> **Document passage**
****
[Iris-Club] Two Monoid Questions

Fri Aug 2 01:03:34 CEST 2019

Thanks, Ralf! This really useful.

I'm probably showing my ignorance and naivity with the following thoughts
but....On the engineering Coq inference point, would it make sense to set
up parameters like?

Definition Auth {A V : Type} (R : A -> V -> Prop) : RA :=

This would allow you to write `Auth R` where `R` is the models relation as
the type. While the type is easy to write, this doesn't really solve the
problem with the constructors. I guess a canonical structure would address
this:

Record AuthS : Type :=
{ a_auth : Type
; a_view : Type
; a_models : a_auth -> a_view -> Prop }. (* subject to the appropriate
constraints.
Definition auth (A : AuthS) (m : A.(a_auth)) : Auth A := (Some m, id).
Definition view (A : AuthS) (m : A.(a_view)) : Auth A := (None, m).

If `m` have appropriate types, then you could probably just write `auth m`
and `view m`, but getting the right annotations might be annoying when
values arise in the middle of your proofs.

A possible alternative would be to embed the models relation into the
authoritative piece (though I don't understand the meta-theory to know if
this would be sound, I'm just using Prop below but it obviously needs to
adhere to a bunch of laws). In this case the relation gets carried around
in the logic but is only ever mentioned in one place. I guess this would
look something like:

Auth(V) :=
  { av : option { t : Type & t * (t -> V -> Prop) } * V
  | match fst av with
    | None => True
    | Some (existT _ (a, M)) => M a (snd av)
    end }.

I guess this simplifies to just making the authoritative piece a predicate
over the view:

Auth(V) :=
   { av : option (V -> Prop) * V
   | match fst av with
     | None => True
     | Some ok => ok (snd av)
     end }.

I imagine that in practice they would both be used in the same way.

On Thu, Aug 1, 2019 at 9:12 AM Ralf Jung <jung at mpi-sws.org> wrote:

> Hi Gregory,
>
> > I thought that I had an intuition about the authoritative monoid
> construction
> > and someone recently pointed out that I am using a slightly different
> definition
> > and I'm wondering if they are roughly equivalent.
> >
> > My fuzzy intuition was that I the type of the authoritative state could
> be
> > different than the type of the RA in the view and the compatibility
> relation
> > (which is equality in the paper) could be a generic "models" relation
> a.la
> > the usual separation logic soundness definition. Semi-formally:
> >
> > Auth(A, R, |=) :=
> >   { v : option A * R | match fst v with
> >                                    | Some a => exists f, a |= snd v * f
> (* using
> > * to mean join *)
> >                                    | None => True
> >                                   end }.
> >
> > This seems like it could be encoded via an extra invariant tying my A to
> an R
> > and placing the |= relation inside that invariant.
>
> I love this view!  This basically says that "auth" *is* the "Views
> Framework",
> embedded as an RA into Iris.  This means we went full circle, because in
> some
> sense one can see Iris as being a generalization of Views.
>
> I think this is my new favorite way to explain auth. ;)  Good that I did
> not
> write that part of my PhD thesis yet. :D
>
> So, yes, basically what we have in Iris and ship with the Coq library is
> the
> special case of your definition where the relation between the composition
> of
> all the "local views" and the "global view" (the relation you wrote "|=")
****
> **Requirements**
a) In the Iris-Club thread, what does Ralf say the "auth" construction basically is under Gregory's view?
b) Reproduce the part of the Iris-Club thread starting at "I guess this simplifies" and ending at "the same way.".

[Point labeling examples]
****
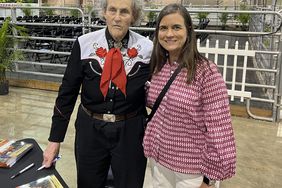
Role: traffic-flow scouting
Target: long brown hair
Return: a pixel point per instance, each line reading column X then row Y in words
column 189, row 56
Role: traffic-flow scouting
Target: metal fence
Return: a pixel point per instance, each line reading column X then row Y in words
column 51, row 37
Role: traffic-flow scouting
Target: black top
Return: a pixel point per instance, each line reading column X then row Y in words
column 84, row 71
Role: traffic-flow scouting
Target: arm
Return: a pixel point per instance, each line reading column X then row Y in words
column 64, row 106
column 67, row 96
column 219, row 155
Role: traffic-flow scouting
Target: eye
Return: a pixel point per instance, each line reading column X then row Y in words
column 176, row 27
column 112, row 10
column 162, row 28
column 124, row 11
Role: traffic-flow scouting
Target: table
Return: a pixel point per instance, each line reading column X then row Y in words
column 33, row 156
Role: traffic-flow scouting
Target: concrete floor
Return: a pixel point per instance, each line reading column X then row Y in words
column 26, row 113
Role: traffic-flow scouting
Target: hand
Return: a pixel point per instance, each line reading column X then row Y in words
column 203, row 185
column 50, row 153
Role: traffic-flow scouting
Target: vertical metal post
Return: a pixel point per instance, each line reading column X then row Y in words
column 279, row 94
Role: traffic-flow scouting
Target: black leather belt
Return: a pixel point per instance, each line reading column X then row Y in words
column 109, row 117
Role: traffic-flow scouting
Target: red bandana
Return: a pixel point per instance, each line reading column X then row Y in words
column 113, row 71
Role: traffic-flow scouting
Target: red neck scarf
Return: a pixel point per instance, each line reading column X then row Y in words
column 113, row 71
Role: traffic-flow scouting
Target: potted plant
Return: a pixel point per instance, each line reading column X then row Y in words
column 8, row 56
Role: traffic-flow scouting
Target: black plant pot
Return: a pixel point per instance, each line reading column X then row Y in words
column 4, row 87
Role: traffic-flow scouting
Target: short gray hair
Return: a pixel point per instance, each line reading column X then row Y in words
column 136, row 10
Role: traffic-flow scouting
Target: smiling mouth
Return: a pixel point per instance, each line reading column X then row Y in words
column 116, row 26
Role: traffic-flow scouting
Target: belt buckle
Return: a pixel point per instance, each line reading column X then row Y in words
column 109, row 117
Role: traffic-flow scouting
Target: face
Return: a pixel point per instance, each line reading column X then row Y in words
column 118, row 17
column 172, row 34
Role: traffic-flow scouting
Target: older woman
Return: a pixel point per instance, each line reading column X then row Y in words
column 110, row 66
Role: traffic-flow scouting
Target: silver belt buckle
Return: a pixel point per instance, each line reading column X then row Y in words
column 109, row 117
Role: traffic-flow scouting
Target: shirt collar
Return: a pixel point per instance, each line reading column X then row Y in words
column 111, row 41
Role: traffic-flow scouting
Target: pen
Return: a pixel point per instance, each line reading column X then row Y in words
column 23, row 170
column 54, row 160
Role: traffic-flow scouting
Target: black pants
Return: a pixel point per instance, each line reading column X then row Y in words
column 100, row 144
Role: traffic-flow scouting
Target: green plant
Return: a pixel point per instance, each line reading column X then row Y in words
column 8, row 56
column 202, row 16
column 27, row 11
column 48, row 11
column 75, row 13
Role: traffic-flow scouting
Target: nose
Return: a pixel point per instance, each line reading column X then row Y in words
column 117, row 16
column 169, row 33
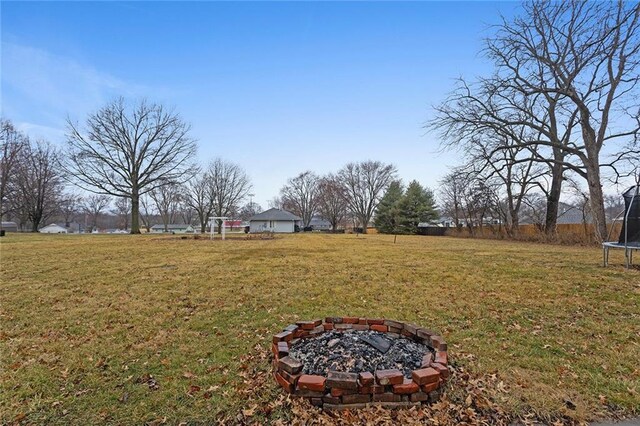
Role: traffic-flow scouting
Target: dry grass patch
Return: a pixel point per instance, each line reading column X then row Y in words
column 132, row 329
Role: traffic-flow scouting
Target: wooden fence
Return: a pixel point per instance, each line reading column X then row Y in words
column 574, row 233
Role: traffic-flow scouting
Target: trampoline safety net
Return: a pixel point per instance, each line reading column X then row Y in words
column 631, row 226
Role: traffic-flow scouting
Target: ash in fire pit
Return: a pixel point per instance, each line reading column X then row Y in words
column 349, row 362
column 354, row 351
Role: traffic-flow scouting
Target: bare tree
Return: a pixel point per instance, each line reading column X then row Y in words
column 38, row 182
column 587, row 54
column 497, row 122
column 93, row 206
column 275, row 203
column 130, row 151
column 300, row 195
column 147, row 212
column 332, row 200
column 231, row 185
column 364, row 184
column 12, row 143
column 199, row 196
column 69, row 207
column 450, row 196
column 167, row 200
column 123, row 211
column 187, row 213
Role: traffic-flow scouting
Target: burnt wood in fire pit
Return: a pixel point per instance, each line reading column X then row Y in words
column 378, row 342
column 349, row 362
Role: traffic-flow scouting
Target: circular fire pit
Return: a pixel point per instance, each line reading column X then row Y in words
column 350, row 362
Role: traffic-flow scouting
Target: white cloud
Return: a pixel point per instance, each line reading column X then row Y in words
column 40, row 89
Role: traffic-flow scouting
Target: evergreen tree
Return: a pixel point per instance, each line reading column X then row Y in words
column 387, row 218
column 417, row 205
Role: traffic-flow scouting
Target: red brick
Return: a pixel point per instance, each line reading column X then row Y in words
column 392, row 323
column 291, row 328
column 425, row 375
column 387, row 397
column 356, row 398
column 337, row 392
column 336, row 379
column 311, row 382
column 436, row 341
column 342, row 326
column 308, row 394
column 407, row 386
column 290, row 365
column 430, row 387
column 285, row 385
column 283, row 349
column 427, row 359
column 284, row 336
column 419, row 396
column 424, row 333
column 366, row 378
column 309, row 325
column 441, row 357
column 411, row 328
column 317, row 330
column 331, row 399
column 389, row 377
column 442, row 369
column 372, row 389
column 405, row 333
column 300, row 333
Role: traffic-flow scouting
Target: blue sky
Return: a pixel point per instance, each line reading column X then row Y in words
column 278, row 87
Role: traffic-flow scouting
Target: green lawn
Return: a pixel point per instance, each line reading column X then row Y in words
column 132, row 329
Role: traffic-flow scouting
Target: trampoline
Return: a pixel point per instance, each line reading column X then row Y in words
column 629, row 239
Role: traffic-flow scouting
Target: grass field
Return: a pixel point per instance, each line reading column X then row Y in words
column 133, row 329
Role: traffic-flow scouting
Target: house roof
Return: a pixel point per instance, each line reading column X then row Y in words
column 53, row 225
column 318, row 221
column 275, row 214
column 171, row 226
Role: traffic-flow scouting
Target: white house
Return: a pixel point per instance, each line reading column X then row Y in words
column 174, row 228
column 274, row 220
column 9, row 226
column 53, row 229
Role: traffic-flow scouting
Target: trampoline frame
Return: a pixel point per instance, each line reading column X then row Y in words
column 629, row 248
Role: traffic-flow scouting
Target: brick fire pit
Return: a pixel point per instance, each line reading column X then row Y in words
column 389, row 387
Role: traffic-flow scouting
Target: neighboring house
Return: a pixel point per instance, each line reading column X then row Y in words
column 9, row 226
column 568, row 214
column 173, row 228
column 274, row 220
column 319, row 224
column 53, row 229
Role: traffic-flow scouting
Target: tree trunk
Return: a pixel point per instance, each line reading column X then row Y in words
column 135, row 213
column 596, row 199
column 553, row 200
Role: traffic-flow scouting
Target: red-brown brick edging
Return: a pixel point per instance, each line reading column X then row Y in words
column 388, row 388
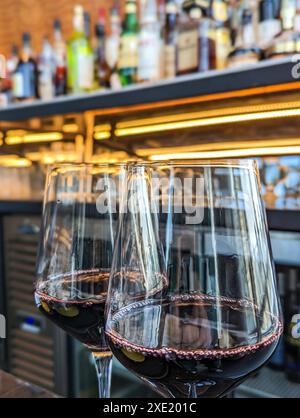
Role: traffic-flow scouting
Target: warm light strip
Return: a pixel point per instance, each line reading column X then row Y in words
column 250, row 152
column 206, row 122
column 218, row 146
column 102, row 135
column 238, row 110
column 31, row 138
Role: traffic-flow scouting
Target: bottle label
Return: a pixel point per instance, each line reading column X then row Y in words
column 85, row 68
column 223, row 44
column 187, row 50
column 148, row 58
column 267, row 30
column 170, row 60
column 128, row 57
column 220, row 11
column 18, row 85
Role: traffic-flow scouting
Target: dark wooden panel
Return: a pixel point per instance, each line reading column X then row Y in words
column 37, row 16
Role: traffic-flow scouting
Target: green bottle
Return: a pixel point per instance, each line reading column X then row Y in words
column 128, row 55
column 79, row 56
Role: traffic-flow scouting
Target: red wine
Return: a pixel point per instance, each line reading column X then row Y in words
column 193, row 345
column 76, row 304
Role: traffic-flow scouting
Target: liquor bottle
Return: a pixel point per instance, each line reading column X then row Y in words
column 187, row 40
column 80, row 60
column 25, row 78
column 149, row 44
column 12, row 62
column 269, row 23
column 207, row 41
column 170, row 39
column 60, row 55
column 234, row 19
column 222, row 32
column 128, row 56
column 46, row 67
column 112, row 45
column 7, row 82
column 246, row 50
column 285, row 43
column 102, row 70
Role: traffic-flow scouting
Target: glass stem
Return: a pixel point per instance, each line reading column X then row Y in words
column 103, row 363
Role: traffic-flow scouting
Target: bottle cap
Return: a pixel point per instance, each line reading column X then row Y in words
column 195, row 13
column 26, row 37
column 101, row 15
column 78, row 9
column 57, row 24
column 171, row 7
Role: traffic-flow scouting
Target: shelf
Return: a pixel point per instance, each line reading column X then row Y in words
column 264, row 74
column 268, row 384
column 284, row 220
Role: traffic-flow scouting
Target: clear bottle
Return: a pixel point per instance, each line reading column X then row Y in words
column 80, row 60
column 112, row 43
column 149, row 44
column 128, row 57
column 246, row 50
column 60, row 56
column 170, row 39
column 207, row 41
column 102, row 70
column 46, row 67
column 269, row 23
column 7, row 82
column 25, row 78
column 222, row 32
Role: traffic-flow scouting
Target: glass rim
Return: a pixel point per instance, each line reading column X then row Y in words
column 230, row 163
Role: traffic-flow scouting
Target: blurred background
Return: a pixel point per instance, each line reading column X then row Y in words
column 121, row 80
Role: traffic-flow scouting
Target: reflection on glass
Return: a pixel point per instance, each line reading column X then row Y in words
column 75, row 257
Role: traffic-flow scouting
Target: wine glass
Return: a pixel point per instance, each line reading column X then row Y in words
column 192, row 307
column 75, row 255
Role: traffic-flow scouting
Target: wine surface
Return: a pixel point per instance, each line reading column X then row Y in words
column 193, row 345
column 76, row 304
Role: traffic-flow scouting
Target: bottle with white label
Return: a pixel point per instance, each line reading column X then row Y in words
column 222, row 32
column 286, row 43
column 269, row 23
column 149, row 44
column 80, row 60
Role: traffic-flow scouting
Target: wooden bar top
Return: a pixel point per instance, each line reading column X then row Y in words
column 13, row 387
****
> **Answers by task**
a) It is the Views Framework, embedded as an RA into Iris.

b)
I guess this simplifies to just making the authoritative piece a predicate
over the view:

Auth(V) :=
   { av : option (V -> Prop) * V
   | match fst av with
     | None => True
     | Some ok => ok (snd av)
     end }.

I imagine that in practice they would both be used in the same way.